| YOUR GOAL |
In your copy, reproduce the entries exactly as they are, minus the images.

| Records |
++++++
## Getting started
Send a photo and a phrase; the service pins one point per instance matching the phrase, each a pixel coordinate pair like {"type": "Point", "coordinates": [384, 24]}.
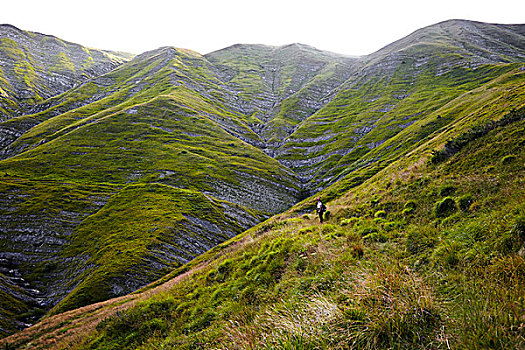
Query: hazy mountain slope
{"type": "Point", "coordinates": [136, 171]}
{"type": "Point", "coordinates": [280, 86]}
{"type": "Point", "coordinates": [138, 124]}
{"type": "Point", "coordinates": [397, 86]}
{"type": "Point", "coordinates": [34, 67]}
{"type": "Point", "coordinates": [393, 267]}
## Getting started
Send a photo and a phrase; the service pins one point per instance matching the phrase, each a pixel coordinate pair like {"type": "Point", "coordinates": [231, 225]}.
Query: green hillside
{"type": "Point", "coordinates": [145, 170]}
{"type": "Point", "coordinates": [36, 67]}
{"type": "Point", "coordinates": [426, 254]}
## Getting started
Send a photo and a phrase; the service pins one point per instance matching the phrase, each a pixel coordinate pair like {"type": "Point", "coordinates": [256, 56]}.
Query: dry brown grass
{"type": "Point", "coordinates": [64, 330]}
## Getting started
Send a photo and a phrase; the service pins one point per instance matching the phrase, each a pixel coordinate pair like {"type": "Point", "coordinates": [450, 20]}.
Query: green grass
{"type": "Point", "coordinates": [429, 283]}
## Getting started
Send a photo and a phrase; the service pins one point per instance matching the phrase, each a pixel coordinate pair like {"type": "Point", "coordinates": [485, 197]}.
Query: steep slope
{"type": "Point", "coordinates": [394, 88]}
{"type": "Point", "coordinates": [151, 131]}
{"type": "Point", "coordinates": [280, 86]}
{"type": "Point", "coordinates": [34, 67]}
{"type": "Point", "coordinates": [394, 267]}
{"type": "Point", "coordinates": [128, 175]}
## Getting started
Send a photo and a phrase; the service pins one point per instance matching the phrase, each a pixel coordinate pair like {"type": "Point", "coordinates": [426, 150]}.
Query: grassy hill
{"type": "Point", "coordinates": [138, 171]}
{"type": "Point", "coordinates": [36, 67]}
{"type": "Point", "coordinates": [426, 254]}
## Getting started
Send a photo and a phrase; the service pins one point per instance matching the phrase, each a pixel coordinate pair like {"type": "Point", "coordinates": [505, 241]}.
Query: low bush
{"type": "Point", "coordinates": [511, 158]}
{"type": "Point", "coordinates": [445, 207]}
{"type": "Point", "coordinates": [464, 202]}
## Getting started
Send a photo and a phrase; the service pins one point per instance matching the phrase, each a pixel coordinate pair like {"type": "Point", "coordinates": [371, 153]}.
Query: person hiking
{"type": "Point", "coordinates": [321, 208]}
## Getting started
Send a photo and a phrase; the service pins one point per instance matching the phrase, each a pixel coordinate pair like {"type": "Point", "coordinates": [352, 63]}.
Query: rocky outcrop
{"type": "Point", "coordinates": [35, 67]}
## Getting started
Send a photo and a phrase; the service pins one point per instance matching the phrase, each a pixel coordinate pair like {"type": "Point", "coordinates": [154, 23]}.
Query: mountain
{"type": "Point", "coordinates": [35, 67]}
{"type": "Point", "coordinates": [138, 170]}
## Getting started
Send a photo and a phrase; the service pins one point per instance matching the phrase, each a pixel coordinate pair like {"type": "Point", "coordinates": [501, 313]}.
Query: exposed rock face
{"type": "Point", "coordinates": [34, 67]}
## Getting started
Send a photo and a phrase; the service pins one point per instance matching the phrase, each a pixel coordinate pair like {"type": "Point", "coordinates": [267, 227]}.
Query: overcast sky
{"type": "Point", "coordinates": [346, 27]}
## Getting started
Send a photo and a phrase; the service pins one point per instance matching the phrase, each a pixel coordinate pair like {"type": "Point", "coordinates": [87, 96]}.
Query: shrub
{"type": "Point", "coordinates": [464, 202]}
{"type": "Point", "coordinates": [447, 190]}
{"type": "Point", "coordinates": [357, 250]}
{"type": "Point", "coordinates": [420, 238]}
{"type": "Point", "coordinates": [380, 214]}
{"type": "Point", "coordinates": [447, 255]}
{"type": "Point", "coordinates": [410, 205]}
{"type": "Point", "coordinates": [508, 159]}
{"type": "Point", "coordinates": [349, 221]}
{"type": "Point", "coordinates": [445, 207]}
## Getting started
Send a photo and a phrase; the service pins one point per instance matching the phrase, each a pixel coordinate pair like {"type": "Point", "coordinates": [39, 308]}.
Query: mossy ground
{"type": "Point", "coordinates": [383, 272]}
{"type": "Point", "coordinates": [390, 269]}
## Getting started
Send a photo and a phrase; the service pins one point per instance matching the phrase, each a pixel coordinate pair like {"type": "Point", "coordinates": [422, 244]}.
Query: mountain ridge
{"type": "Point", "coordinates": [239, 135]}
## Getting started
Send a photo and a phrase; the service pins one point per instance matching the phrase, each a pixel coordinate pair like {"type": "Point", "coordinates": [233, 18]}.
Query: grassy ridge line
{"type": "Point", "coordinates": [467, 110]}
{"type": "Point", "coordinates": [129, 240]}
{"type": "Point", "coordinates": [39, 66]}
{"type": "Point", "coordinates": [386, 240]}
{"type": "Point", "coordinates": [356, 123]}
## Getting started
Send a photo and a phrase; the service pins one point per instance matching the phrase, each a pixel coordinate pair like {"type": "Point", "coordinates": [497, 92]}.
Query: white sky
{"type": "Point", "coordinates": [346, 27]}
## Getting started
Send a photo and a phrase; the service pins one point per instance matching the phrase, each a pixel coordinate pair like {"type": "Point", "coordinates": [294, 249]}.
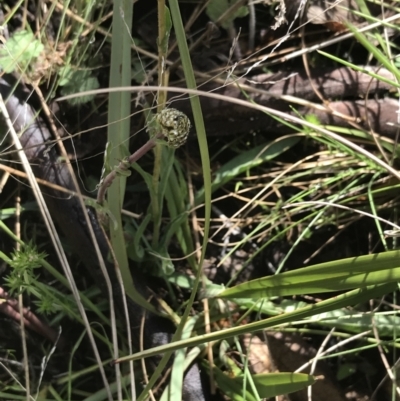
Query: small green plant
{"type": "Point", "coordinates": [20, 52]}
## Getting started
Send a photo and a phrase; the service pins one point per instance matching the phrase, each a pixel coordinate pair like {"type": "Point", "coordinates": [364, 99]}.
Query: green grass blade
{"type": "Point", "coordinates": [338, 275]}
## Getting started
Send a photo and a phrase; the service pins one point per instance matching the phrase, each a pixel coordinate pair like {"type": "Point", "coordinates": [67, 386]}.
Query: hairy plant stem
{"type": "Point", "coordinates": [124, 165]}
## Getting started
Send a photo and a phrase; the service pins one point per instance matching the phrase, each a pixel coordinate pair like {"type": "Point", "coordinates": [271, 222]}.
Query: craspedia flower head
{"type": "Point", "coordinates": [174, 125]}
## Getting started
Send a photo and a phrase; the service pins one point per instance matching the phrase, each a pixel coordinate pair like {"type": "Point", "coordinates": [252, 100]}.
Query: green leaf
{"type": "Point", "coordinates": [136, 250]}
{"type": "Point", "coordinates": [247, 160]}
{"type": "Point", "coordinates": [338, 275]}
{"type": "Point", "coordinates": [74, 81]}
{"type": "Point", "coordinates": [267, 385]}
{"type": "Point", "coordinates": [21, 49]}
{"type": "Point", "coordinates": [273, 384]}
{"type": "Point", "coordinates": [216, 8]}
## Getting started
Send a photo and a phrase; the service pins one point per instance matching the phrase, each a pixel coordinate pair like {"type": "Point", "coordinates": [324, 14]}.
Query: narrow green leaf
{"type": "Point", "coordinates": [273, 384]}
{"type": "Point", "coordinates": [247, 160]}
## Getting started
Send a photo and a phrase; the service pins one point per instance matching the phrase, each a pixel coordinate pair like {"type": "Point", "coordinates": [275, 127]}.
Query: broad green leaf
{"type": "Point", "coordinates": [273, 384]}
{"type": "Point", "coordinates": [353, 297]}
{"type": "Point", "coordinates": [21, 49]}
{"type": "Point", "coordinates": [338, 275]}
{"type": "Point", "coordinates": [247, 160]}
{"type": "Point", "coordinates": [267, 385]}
++++++
| CORRECT OUTPUT |
## Getting started
Send a photo and a phrase; the service pins one point per instance matching the phrase, each a pixel coordinate pair like {"type": "Point", "coordinates": [384, 24]}.
Query: hazy mountain slope
{"type": "Point", "coordinates": [136, 171]}
{"type": "Point", "coordinates": [280, 86]}
{"type": "Point", "coordinates": [138, 124]}
{"type": "Point", "coordinates": [397, 86]}
{"type": "Point", "coordinates": [34, 67]}
{"type": "Point", "coordinates": [393, 267]}
## Getting started
Send a photo and a phrase; the service pins one point per instance matching the phrase, each a pixel coordinate pair like {"type": "Point", "coordinates": [231, 225]}.
Query: green hillside
{"type": "Point", "coordinates": [145, 170]}
{"type": "Point", "coordinates": [36, 67]}
{"type": "Point", "coordinates": [426, 254]}
## Getting started
Send a photo and a phrase; the service pins one point per instance matching the phrase, each a pixel coordinate pair like {"type": "Point", "coordinates": [256, 56]}.
Query: dry brown grass
{"type": "Point", "coordinates": [64, 330]}
## Getting started
Send a photo and a phrase; the service pins one point per instance matching the phrase, each a pixel coordinate pair like {"type": "Point", "coordinates": [450, 20]}.
Query: green grass
{"type": "Point", "coordinates": [429, 283]}
## Getting started
Send a photo and a phrase; the service pins one point per instance matching the phrase, each a pixel coordinate pair like {"type": "Point", "coordinates": [485, 197]}.
Query: steep slope
{"type": "Point", "coordinates": [394, 88]}
{"type": "Point", "coordinates": [151, 131]}
{"type": "Point", "coordinates": [280, 86]}
{"type": "Point", "coordinates": [34, 67]}
{"type": "Point", "coordinates": [394, 267]}
{"type": "Point", "coordinates": [128, 175]}
## Getting started
Send a photo and a phrase; the service pins one point per instance matching the phrase, each a pixel coordinate pair like {"type": "Point", "coordinates": [426, 150]}.
Query: grassy hill
{"type": "Point", "coordinates": [138, 171]}
{"type": "Point", "coordinates": [36, 67]}
{"type": "Point", "coordinates": [426, 254]}
## Getting started
Send a photo and a phrase; the service pins one point per instance matching the phrase, each a pixel coordinate pair like {"type": "Point", "coordinates": [505, 241]}.
Query: low bush
{"type": "Point", "coordinates": [511, 158]}
{"type": "Point", "coordinates": [445, 207]}
{"type": "Point", "coordinates": [464, 202]}
## Getting started
Send a photo and a phrase; the service pins one point per instance matching the phrase, each a pixel coordinate pair like {"type": "Point", "coordinates": [371, 153]}.
Query: person hiking
{"type": "Point", "coordinates": [321, 208]}
## Getting started
Send a photo and a phrase; the service pins one point per instance matching the phrase, each a pixel coordinate pair like {"type": "Point", "coordinates": [352, 63]}.
Query: rocky outcrop
{"type": "Point", "coordinates": [35, 67]}
## Getting started
Send a photo and a phrase; the service pins one point per instance matching the phrase, each a pixel coordinate pair like {"type": "Point", "coordinates": [154, 23]}.
Query: mountain
{"type": "Point", "coordinates": [35, 67]}
{"type": "Point", "coordinates": [138, 170]}
## Getting started
Send a photo and a phrase; the service pins one point per instance matching the phrase, each a pixel coordinate pair like {"type": "Point", "coordinates": [501, 313]}.
Query: exposed rock face
{"type": "Point", "coordinates": [34, 67]}
## Getting started
Send a photo and a phrase; the service pins one point per instance matching the phrase, each a pixel coordinate pair like {"type": "Point", "coordinates": [267, 227]}.
Query: overcast sky
{"type": "Point", "coordinates": [346, 27]}
## Getting started
Send a photo and a phrase; the service pins one point per instance matching the phrase, each a pixel coordinate pair like {"type": "Point", "coordinates": [87, 96]}.
Query: shrub
{"type": "Point", "coordinates": [464, 202]}
{"type": "Point", "coordinates": [447, 190]}
{"type": "Point", "coordinates": [357, 250]}
{"type": "Point", "coordinates": [420, 238]}
{"type": "Point", "coordinates": [380, 214]}
{"type": "Point", "coordinates": [447, 255]}
{"type": "Point", "coordinates": [410, 205]}
{"type": "Point", "coordinates": [508, 159]}
{"type": "Point", "coordinates": [349, 221]}
{"type": "Point", "coordinates": [445, 207]}
## Getting started
Send a photo and a phrase; the service pins one point per instance matching the phrase, each a pixel coordinate pair like {"type": "Point", "coordinates": [39, 308]}.
Query: mossy ground
{"type": "Point", "coordinates": [383, 272]}
{"type": "Point", "coordinates": [390, 269]}
## Getting started
Send a photo and a phrase; the service pins one point per instance matching the phrase, each a pixel coordinate pair like {"type": "Point", "coordinates": [422, 244]}.
Query: mountain ridge
{"type": "Point", "coordinates": [239, 135]}
## Getting started
Send a photo and a phrase; the service pins one point per instance matching the phrase, each a pixel coordinate pair like {"type": "Point", "coordinates": [233, 18]}.
Query: grassy ridge line
{"type": "Point", "coordinates": [467, 110]}
{"type": "Point", "coordinates": [129, 240]}
{"type": "Point", "coordinates": [39, 66]}
{"type": "Point", "coordinates": [386, 240]}
{"type": "Point", "coordinates": [356, 123]}
## Getting started
Send a photo and a phrase; the service pins one point per instance matching the phrase, each a pixel coordinate pair like {"type": "Point", "coordinates": [497, 92]}.
Query: white sky
{"type": "Point", "coordinates": [346, 27]}
## Getting started
Send a photo and a phrase; the service pins one point per instance matching the phrase, each a pixel coordinate pair like {"type": "Point", "coordinates": [294, 249]}.
Query: small green plant
{"type": "Point", "coordinates": [20, 52]}
## Getting started
Send a photo and a phrase; the service pins one point per instance matching the phrase, each a pixel coordinate pair like {"type": "Point", "coordinates": [364, 99]}.
Query: green grass blade
{"type": "Point", "coordinates": [338, 275]}
## Getting started
Send a photo and a phrase; the service pins one point per instance matching the phrase, each a pixel coordinate pair like {"type": "Point", "coordinates": [67, 386]}.
Query: hairy plant stem
{"type": "Point", "coordinates": [124, 165]}
## Getting started
Send a photo and a phrase; the service pins one point per instance matching the phrase, each a pixel coordinate pair like {"type": "Point", "coordinates": [271, 222]}.
Query: craspedia flower head
{"type": "Point", "coordinates": [174, 125]}
## Getting started
Send a photo and a phrase; the service pins one point per instance matching the phrase, each a pixel coordinate pair like {"type": "Point", "coordinates": [252, 100]}.
Query: green leaf
{"type": "Point", "coordinates": [136, 250]}
{"type": "Point", "coordinates": [247, 160]}
{"type": "Point", "coordinates": [338, 275]}
{"type": "Point", "coordinates": [74, 81]}
{"type": "Point", "coordinates": [267, 385]}
{"type": "Point", "coordinates": [21, 49]}
{"type": "Point", "coordinates": [273, 384]}
{"type": "Point", "coordinates": [216, 8]}
## Getting started
Send a photo and a phrase; the service pins one point per instance matching the phrase, each a pixel coordinate pair like {"type": "Point", "coordinates": [324, 14]}.
Query: narrow green leaf
{"type": "Point", "coordinates": [273, 384]}
{"type": "Point", "coordinates": [247, 160]}
## Getting started
Send a photo and a phrase; the service pins one point per instance matching the phrase, each a pixel coordinate pair like {"type": "Point", "coordinates": [275, 127]}.
Query: broad green leaf
{"type": "Point", "coordinates": [273, 384]}
{"type": "Point", "coordinates": [353, 297]}
{"type": "Point", "coordinates": [21, 49]}
{"type": "Point", "coordinates": [338, 275]}
{"type": "Point", "coordinates": [247, 160]}
{"type": "Point", "coordinates": [267, 385]}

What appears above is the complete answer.